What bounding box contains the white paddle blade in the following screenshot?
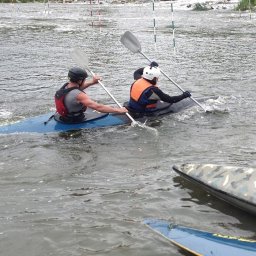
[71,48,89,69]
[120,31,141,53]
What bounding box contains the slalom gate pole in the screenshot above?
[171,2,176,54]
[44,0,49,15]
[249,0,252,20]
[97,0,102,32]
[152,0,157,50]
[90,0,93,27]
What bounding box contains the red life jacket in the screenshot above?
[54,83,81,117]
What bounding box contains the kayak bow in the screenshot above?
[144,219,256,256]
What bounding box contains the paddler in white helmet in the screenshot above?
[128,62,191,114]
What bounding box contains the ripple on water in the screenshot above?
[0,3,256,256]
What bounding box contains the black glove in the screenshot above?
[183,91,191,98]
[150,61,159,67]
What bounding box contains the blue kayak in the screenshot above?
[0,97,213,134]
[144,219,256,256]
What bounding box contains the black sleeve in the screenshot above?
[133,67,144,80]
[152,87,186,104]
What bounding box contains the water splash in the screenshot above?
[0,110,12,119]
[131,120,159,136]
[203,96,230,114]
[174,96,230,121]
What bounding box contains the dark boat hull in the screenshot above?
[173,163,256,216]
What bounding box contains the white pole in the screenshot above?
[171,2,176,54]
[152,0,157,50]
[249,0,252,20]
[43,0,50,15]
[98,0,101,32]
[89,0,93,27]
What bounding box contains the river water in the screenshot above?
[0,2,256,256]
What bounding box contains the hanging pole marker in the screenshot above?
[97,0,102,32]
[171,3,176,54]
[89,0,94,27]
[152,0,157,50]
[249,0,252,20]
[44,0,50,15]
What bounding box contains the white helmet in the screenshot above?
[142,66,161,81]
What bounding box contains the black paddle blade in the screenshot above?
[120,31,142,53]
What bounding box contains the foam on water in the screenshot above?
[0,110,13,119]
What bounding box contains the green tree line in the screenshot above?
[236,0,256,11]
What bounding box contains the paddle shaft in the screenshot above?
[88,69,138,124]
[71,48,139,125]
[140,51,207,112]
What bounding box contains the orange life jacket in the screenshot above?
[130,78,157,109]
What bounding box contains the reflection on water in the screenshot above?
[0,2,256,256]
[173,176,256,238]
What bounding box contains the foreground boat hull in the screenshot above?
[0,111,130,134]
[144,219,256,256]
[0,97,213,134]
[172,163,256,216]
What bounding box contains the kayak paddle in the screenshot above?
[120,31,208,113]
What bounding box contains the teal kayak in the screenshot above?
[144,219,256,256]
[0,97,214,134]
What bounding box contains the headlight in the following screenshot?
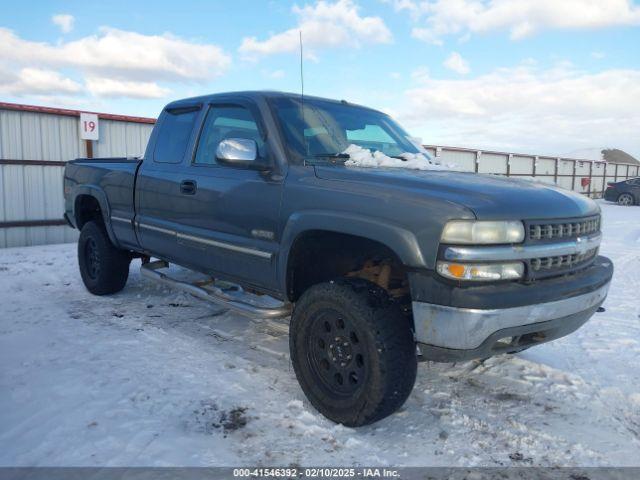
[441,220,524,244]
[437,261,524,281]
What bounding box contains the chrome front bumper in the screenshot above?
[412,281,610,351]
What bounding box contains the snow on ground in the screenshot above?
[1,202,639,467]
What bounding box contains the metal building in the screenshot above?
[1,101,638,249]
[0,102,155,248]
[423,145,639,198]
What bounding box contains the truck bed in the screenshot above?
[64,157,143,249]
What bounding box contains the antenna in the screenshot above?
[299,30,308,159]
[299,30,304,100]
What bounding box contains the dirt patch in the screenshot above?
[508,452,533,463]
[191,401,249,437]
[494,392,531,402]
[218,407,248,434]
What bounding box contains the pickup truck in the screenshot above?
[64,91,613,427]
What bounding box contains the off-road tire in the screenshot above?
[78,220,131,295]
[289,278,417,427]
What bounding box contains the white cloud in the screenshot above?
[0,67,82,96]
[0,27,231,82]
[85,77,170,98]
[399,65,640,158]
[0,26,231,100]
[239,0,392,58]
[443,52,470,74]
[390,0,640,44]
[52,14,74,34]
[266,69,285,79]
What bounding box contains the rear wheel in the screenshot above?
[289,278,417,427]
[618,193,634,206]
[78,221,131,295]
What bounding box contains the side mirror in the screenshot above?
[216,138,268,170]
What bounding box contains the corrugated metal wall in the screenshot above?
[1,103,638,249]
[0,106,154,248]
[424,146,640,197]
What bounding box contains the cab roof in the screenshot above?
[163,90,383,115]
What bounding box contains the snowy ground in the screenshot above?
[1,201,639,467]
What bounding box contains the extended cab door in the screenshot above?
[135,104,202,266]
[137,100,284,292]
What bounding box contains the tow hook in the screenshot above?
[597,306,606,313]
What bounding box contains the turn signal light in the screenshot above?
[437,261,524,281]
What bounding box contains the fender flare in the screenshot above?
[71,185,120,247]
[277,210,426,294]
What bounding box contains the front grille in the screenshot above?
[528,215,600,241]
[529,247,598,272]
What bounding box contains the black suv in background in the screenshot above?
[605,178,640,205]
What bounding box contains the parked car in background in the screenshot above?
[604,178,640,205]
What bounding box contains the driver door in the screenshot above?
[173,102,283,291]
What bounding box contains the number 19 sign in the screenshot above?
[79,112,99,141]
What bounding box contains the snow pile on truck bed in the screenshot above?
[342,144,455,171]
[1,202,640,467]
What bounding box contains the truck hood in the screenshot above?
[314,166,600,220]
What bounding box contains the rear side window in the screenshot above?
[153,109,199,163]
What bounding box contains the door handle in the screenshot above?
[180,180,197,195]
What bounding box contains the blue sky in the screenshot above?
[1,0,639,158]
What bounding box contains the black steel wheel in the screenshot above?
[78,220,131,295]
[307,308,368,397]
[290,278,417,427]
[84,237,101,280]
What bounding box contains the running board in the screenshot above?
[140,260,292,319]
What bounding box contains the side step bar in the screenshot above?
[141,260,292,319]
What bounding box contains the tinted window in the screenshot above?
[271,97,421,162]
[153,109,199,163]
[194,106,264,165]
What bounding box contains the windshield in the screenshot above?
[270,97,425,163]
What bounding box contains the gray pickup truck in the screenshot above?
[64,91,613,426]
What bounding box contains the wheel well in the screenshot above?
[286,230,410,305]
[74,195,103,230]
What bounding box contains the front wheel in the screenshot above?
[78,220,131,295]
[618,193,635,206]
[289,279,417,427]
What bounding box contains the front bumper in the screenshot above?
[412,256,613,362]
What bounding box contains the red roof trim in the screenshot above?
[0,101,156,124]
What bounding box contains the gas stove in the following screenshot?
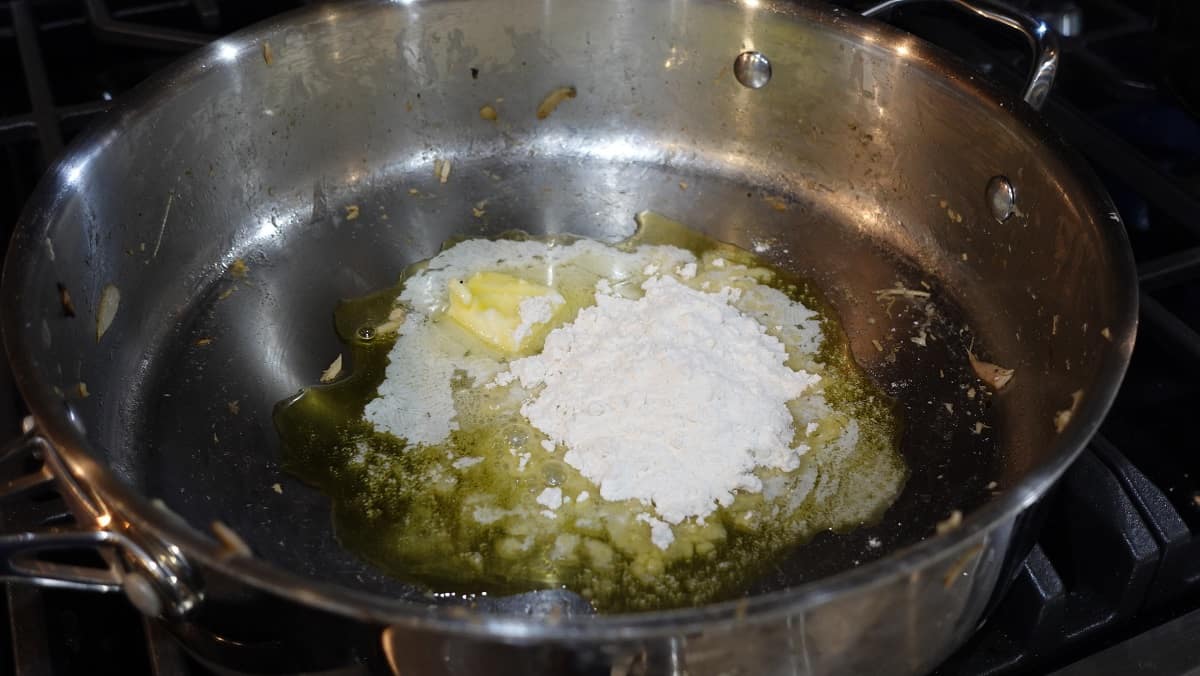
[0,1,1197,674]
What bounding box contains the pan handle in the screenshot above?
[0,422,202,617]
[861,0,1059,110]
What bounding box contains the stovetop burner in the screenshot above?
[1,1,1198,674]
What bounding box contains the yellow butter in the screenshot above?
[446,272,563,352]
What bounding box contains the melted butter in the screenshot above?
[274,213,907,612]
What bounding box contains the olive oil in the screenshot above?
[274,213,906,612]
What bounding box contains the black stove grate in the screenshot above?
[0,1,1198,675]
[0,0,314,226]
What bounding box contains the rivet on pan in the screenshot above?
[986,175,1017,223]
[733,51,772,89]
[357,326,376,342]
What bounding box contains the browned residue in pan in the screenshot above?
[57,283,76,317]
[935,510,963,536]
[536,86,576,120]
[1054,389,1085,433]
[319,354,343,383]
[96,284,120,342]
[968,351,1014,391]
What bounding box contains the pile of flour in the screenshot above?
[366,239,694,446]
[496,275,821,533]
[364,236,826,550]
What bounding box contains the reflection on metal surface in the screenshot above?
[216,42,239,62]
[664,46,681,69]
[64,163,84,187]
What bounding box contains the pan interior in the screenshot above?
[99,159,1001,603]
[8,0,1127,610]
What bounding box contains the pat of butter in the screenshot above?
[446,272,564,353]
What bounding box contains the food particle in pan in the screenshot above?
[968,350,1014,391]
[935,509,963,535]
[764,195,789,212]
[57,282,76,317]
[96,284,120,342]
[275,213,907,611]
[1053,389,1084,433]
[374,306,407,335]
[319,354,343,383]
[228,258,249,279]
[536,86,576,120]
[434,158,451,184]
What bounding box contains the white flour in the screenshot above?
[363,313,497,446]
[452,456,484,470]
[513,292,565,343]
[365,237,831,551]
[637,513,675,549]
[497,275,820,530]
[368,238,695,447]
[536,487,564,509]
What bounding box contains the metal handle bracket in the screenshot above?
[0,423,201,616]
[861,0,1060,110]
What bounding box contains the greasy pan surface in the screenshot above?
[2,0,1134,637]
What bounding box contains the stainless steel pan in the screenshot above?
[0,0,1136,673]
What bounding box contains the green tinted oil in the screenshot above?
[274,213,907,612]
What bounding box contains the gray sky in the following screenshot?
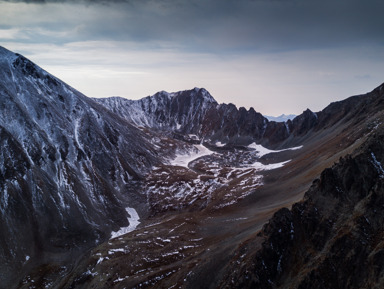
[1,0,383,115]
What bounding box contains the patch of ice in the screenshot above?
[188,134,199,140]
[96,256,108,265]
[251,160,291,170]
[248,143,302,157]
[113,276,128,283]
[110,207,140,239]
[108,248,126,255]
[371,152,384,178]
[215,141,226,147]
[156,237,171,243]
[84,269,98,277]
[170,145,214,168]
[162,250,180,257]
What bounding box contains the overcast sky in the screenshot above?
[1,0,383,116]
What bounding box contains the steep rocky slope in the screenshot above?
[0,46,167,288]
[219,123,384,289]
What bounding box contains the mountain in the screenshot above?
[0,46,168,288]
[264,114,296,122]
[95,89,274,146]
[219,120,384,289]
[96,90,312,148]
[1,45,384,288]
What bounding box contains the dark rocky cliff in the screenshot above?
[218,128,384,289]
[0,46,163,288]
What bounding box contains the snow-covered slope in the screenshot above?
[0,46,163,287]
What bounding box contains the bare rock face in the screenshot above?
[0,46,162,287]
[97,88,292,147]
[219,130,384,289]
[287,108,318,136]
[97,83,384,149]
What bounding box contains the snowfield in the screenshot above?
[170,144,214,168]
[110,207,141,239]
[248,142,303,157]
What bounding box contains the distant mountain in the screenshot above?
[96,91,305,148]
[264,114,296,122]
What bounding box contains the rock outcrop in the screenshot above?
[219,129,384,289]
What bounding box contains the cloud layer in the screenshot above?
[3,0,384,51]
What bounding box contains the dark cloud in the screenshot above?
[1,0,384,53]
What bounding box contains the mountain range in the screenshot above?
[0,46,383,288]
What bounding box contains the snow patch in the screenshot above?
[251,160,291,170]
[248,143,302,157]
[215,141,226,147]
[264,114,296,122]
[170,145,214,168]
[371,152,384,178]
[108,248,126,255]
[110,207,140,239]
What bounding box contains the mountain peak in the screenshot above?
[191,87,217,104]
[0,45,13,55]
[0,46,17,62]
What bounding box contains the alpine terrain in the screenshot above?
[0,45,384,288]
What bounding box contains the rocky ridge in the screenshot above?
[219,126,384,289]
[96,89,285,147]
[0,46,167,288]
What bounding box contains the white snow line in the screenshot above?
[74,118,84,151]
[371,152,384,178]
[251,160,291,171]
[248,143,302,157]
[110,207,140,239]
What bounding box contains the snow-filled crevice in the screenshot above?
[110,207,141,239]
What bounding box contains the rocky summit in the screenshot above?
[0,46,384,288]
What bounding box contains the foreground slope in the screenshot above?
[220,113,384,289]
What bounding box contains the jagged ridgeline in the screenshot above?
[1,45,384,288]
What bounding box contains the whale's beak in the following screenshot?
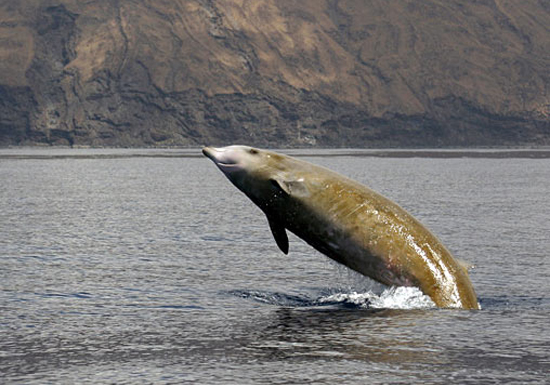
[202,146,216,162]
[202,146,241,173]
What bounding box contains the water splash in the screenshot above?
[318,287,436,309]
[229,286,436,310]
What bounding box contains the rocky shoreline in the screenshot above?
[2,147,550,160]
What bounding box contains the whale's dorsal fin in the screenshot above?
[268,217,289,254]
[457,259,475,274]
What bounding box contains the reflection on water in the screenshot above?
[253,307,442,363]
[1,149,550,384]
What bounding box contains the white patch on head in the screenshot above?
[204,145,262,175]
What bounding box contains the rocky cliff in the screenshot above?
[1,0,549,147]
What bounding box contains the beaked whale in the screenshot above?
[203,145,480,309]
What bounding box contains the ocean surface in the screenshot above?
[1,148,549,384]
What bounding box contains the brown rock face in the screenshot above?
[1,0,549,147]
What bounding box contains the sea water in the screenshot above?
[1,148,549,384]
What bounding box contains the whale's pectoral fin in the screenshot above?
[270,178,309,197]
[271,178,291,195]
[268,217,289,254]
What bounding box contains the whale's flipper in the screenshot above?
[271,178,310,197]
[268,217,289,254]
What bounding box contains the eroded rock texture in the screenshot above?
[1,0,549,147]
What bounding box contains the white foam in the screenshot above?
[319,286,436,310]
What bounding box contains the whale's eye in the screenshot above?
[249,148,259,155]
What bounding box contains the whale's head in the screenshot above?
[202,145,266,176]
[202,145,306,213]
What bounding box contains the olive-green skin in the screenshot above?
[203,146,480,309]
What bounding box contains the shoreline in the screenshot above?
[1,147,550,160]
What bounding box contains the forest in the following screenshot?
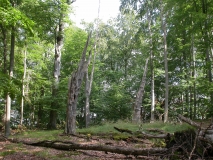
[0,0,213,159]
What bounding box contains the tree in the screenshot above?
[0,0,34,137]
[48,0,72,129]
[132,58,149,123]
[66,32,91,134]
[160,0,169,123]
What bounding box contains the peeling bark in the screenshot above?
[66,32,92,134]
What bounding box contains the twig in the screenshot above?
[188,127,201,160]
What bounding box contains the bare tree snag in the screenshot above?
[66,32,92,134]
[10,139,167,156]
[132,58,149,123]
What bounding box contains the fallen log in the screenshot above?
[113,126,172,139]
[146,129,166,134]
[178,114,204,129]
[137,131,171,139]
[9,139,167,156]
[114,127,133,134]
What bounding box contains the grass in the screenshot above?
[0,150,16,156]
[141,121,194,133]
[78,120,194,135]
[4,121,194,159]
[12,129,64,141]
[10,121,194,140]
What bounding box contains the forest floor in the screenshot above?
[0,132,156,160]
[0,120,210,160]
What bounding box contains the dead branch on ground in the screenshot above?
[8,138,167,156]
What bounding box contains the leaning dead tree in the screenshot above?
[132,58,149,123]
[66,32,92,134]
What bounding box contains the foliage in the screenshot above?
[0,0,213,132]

· · · · ·

### THE PROBLEM
Nothing but the lines from the one containing "What bounding box contains the fallen" through the last line of the listing should be output, each exactly as written.

### SOLUTION BELOW
What bounding box contains the fallen log in the screenshot above?
[113,126,172,139]
[146,129,166,134]
[178,114,204,129]
[137,131,171,139]
[9,139,167,156]
[114,127,133,134]
What bounding box contains the grass in the screenshot above?
[0,150,16,156]
[141,121,194,133]
[78,120,194,135]
[4,121,194,159]
[12,129,64,141]
[10,121,194,140]
What bounding box contains the forest floor in the screenshot above?
[0,132,156,160]
[0,120,210,160]
What bounding box contains the dead branch on ground in the screenshot above?
[8,138,167,156]
What bounding box contains the leaning dead tree in the screenshot above?
[132,58,149,123]
[66,32,92,134]
What bounding box contains the foliage in the screenshot above?
[0,0,213,132]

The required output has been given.